Work request
Set down a faithful copy of every record, and skip the pictures in it.

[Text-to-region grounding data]

++++++++++++++++++++

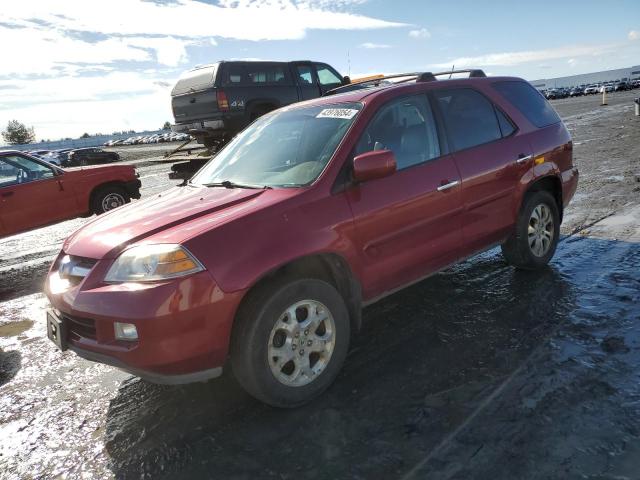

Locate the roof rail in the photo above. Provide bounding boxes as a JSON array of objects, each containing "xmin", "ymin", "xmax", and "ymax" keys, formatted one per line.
[
  {"xmin": 432, "ymin": 69, "xmax": 487, "ymax": 79},
  {"xmin": 323, "ymin": 69, "xmax": 487, "ymax": 95},
  {"xmin": 324, "ymin": 72, "xmax": 422, "ymax": 96}
]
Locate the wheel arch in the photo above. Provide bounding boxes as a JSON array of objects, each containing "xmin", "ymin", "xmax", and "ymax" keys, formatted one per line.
[
  {"xmin": 234, "ymin": 252, "xmax": 362, "ymax": 338},
  {"xmin": 525, "ymin": 174, "xmax": 563, "ymax": 221},
  {"xmin": 88, "ymin": 181, "xmax": 128, "ymax": 212}
]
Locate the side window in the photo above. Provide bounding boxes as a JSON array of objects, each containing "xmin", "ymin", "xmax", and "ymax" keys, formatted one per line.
[
  {"xmin": 0, "ymin": 159, "xmax": 19, "ymax": 187},
  {"xmin": 296, "ymin": 66, "xmax": 316, "ymax": 85},
  {"xmin": 245, "ymin": 64, "xmax": 289, "ymax": 85},
  {"xmin": 355, "ymin": 95, "xmax": 440, "ymax": 170},
  {"xmin": 492, "ymin": 81, "xmax": 560, "ymax": 128},
  {"xmin": 1, "ymin": 155, "xmax": 55, "ymax": 185},
  {"xmin": 496, "ymin": 108, "xmax": 516, "ymax": 137},
  {"xmin": 224, "ymin": 64, "xmax": 244, "ymax": 85},
  {"xmin": 435, "ymin": 88, "xmax": 502, "ymax": 151},
  {"xmin": 315, "ymin": 64, "xmax": 342, "ymax": 88}
]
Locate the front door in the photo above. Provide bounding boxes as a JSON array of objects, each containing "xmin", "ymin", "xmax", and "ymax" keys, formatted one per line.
[
  {"xmin": 0, "ymin": 155, "xmax": 77, "ymax": 236},
  {"xmin": 345, "ymin": 94, "xmax": 463, "ymax": 300}
]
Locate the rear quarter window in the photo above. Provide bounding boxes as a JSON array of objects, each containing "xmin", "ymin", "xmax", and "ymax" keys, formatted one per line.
[{"xmin": 493, "ymin": 81, "xmax": 560, "ymax": 128}]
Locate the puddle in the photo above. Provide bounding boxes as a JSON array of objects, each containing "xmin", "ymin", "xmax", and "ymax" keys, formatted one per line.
[{"xmin": 0, "ymin": 320, "xmax": 34, "ymax": 338}]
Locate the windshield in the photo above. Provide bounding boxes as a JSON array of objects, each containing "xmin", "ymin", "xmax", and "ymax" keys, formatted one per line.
[{"xmin": 191, "ymin": 102, "xmax": 362, "ymax": 188}]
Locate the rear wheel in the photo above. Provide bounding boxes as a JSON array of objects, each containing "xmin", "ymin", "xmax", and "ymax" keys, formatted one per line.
[
  {"xmin": 92, "ymin": 185, "xmax": 130, "ymax": 215},
  {"xmin": 231, "ymin": 278, "xmax": 350, "ymax": 408},
  {"xmin": 501, "ymin": 190, "xmax": 560, "ymax": 270}
]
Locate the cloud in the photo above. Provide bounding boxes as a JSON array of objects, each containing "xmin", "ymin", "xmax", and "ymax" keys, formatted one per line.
[
  {"xmin": 359, "ymin": 42, "xmax": 391, "ymax": 49},
  {"xmin": 629, "ymin": 30, "xmax": 639, "ymax": 41},
  {"xmin": 431, "ymin": 43, "xmax": 618, "ymax": 68},
  {"xmin": 0, "ymin": 72, "xmax": 174, "ymax": 139},
  {"xmin": 3, "ymin": 0, "xmax": 406, "ymax": 43},
  {"xmin": 0, "ymin": 0, "xmax": 407, "ymax": 140},
  {"xmin": 409, "ymin": 28, "xmax": 431, "ymax": 39}
]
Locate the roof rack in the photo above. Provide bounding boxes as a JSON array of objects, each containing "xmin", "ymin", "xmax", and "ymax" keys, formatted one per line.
[{"xmin": 323, "ymin": 69, "xmax": 487, "ymax": 96}]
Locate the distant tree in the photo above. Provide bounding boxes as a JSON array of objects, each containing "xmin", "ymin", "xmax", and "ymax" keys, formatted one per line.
[
  {"xmin": 2, "ymin": 120, "xmax": 36, "ymax": 145},
  {"xmin": 162, "ymin": 121, "xmax": 171, "ymax": 130},
  {"xmin": 80, "ymin": 132, "xmax": 90, "ymax": 138}
]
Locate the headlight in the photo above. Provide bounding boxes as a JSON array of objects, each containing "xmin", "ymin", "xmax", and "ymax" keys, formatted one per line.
[{"xmin": 105, "ymin": 244, "xmax": 204, "ymax": 283}]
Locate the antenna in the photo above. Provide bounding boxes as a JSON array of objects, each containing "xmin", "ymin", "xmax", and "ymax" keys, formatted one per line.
[
  {"xmin": 348, "ymin": 50, "xmax": 351, "ymax": 77},
  {"xmin": 449, "ymin": 64, "xmax": 455, "ymax": 79}
]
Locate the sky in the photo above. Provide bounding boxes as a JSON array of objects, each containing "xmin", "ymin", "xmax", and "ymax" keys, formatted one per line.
[{"xmin": 1, "ymin": 0, "xmax": 639, "ymax": 142}]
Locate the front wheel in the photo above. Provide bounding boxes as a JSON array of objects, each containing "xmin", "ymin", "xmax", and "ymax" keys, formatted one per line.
[
  {"xmin": 501, "ymin": 190, "xmax": 560, "ymax": 270},
  {"xmin": 231, "ymin": 278, "xmax": 350, "ymax": 408},
  {"xmin": 92, "ymin": 185, "xmax": 130, "ymax": 215}
]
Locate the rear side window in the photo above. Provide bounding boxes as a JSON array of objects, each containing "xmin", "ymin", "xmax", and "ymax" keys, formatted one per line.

++++++++++++++++++++

Finished exercise
Locate the roof rail in the photo above. Provide bounding boxes as a JSON array of objects, each containing "xmin", "ymin", "xmax", and "ymax" keys, formatted one per line.
[
  {"xmin": 432, "ymin": 69, "xmax": 487, "ymax": 79},
  {"xmin": 323, "ymin": 69, "xmax": 487, "ymax": 95},
  {"xmin": 324, "ymin": 72, "xmax": 422, "ymax": 96}
]
Locate the wheel arch in the photo above. Provide bounding boxes as a JSON array of objects, each containing "xmin", "ymin", "xmax", and "ymax" keys, formatted one per line.
[
  {"xmin": 234, "ymin": 252, "xmax": 362, "ymax": 338},
  {"xmin": 525, "ymin": 174, "xmax": 563, "ymax": 221},
  {"xmin": 88, "ymin": 181, "xmax": 128, "ymax": 212}
]
Locate the side window in the photo above. Provide bounding boxes as a JSON array of objects, each containing "xmin", "ymin", "xmax", and "ymax" keys, formatted one per line.
[
  {"xmin": 0, "ymin": 159, "xmax": 19, "ymax": 187},
  {"xmin": 296, "ymin": 66, "xmax": 316, "ymax": 85},
  {"xmin": 245, "ymin": 64, "xmax": 289, "ymax": 85},
  {"xmin": 355, "ymin": 95, "xmax": 440, "ymax": 170},
  {"xmin": 492, "ymin": 81, "xmax": 560, "ymax": 128},
  {"xmin": 1, "ymin": 155, "xmax": 55, "ymax": 185},
  {"xmin": 496, "ymin": 108, "xmax": 516, "ymax": 137},
  {"xmin": 224, "ymin": 64, "xmax": 244, "ymax": 85},
  {"xmin": 435, "ymin": 88, "xmax": 502, "ymax": 151},
  {"xmin": 315, "ymin": 64, "xmax": 342, "ymax": 88}
]
Locate the front door in the photo above. Provide bounding boxes as a JSON array of objects, each containing "xmin", "ymin", "xmax", and "ymax" keys, formatted one per line.
[
  {"xmin": 0, "ymin": 155, "xmax": 77, "ymax": 236},
  {"xmin": 345, "ymin": 94, "xmax": 463, "ymax": 300}
]
Locate the rear quarter window in the photo above. Provide bounding boxes as a JSON array of objects, each containing "xmin", "ymin", "xmax", and "ymax" keys, formatted one per line.
[{"xmin": 493, "ymin": 81, "xmax": 560, "ymax": 128}]
Locate the puddle in the photo above. Provide bounding boxes as a JSON array of objects, each containing "xmin", "ymin", "xmax", and "ymax" keys, formatted one per line.
[{"xmin": 0, "ymin": 320, "xmax": 34, "ymax": 338}]
Locate the windshield in the photo above. Provide bounding boxes as a JSON array of objects, each containing "xmin", "ymin", "xmax", and "ymax" keys, formatted one per line.
[{"xmin": 191, "ymin": 102, "xmax": 362, "ymax": 188}]
Locate the rear wheel in the photo above. Provide bounding boxes as a JSON array of objects, each containing "xmin", "ymin", "xmax", and "ymax" keys, formatted one per line.
[
  {"xmin": 92, "ymin": 185, "xmax": 130, "ymax": 215},
  {"xmin": 231, "ymin": 278, "xmax": 350, "ymax": 408},
  {"xmin": 501, "ymin": 190, "xmax": 560, "ymax": 270}
]
Locate the cloud in the photo above. Provide bounding boxes as a JSON array of objects, each containing "xmin", "ymin", "xmax", and "ymax" keys, formatted one per line.
[
  {"xmin": 359, "ymin": 42, "xmax": 391, "ymax": 49},
  {"xmin": 629, "ymin": 30, "xmax": 639, "ymax": 41},
  {"xmin": 431, "ymin": 43, "xmax": 618, "ymax": 68},
  {"xmin": 0, "ymin": 72, "xmax": 174, "ymax": 139},
  {"xmin": 3, "ymin": 0, "xmax": 406, "ymax": 43},
  {"xmin": 0, "ymin": 0, "xmax": 407, "ymax": 140},
  {"xmin": 409, "ymin": 28, "xmax": 431, "ymax": 39}
]
Locate the roof rack in the photo above. Provide bounding boxes as a JSON array of objects, each containing "xmin", "ymin", "xmax", and "ymax" keys, formatted one per line.
[{"xmin": 323, "ymin": 69, "xmax": 487, "ymax": 96}]
Locate the distant tree in the photo above. Provide bounding boxes as a JSON array of objects, each containing "xmin", "ymin", "xmax", and "ymax" keys, formatted one per line.
[
  {"xmin": 2, "ymin": 120, "xmax": 36, "ymax": 145},
  {"xmin": 162, "ymin": 121, "xmax": 171, "ymax": 130},
  {"xmin": 80, "ymin": 132, "xmax": 90, "ymax": 138}
]
Locate the headlight in the photo above. Provide bounding boxes as a JSON array of objects, each containing "xmin", "ymin", "xmax", and "ymax" keys, formatted one per line.
[{"xmin": 105, "ymin": 244, "xmax": 204, "ymax": 283}]
Locate the antenna in the photo above. Provide bounding boxes as a JSON array of objects, each containing "xmin", "ymin", "xmax", and "ymax" keys, formatted one per line.
[
  {"xmin": 348, "ymin": 50, "xmax": 351, "ymax": 77},
  {"xmin": 449, "ymin": 64, "xmax": 455, "ymax": 79}
]
Locate the sky in the photo above. Provide bounding boxes as a JSON array of objects, each containing "xmin", "ymin", "xmax", and "ymax" keys, formatted one per line.
[{"xmin": 1, "ymin": 0, "xmax": 639, "ymax": 142}]
Locate the front wheel in the photo above. Provide bounding boxes as a JSON array of objects, each containing "xmin", "ymin", "xmax", and "ymax" keys, formatted one per line.
[
  {"xmin": 501, "ymin": 190, "xmax": 560, "ymax": 270},
  {"xmin": 231, "ymin": 278, "xmax": 350, "ymax": 408},
  {"xmin": 92, "ymin": 185, "xmax": 130, "ymax": 215}
]
Locate the rear side window in the photo above. Provide bounding boxes as a JSON array of objects, each containing "xmin", "ymin", "xmax", and "ymax" keys, formatted one per line.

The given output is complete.